- INSTRUCTIONS FOR THE TASK: In the PixInsight GPU guide below, which AMD GPUs are the optional WSL2 steps stated to have been tested on?

===== EXCERPT TO READ

I am thrilled to share that GPU accelerated tensorflow plugins on PixInsight now work with AMD 7000 series (76000,7800,7900xtx) GPUs. It took a little bit to figure out the build process and successfully get a library. I hope this simple guide can help get you up and running and enjoying GPU acceleration with StarNet++ and other apps.
This guide has been updated to reflect that WSL2 GPU Pass through support works on Windows and Ubuntu with latest ROCm release. This will allow windows users to run PixInsight from WSL2 and enjoy GPU Pass through acceleration. I hope we see continued development for native Windows tensorflow, but for now, this will allow you to run the Linux version almost like it’s native.
Requirements
- Ubuntu 24.0.4
- PixInsight (Latest version)
- AMD GPU (AMD 7000 series)
- GPU enabled scripts to verify (Starnet++)
Optional: WSL2 ROcm Requirements
These steps are only needed if you run WSL2 Ubuntu inside Windows. Only tested on 7000 series GPUs.
- Install latest Radeon Driver available for Windows (as of 11/1/2024)
- Reboot
- Jump to the Install ROCM Windows WSL2 section.

==========
===== GIVEN RECORDS

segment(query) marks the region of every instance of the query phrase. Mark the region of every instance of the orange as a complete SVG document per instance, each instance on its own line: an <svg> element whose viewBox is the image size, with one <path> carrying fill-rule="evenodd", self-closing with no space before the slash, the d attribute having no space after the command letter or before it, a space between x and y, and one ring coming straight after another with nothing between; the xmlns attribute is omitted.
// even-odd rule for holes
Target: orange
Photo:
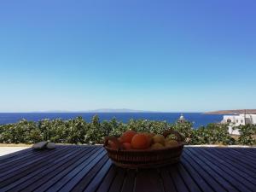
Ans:
<svg viewBox="0 0 256 192"><path fill-rule="evenodd" d="M122 146L125 150L131 149L131 145L130 143L124 143Z"/></svg>
<svg viewBox="0 0 256 192"><path fill-rule="evenodd" d="M120 143L123 143L125 142L122 137L118 137L118 140Z"/></svg>
<svg viewBox="0 0 256 192"><path fill-rule="evenodd" d="M143 133L136 134L131 142L131 145L136 149L144 149L149 147L148 137Z"/></svg>
<svg viewBox="0 0 256 192"><path fill-rule="evenodd" d="M119 146L116 143L114 143L113 142L110 141L110 140L108 140L108 145L113 149L118 149L119 148Z"/></svg>
<svg viewBox="0 0 256 192"><path fill-rule="evenodd" d="M148 146L150 146L151 143L152 143L152 141L153 141L153 139L152 139L152 137L153 137L152 133L149 133L149 132L144 132L143 134L147 137L147 138L148 138Z"/></svg>
<svg viewBox="0 0 256 192"><path fill-rule="evenodd" d="M123 133L121 136L121 139L123 143L130 143L131 142L132 137L136 135L136 131L126 131L125 132Z"/></svg>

==========

- RESULT: Only the AMD 7000 series GPUs.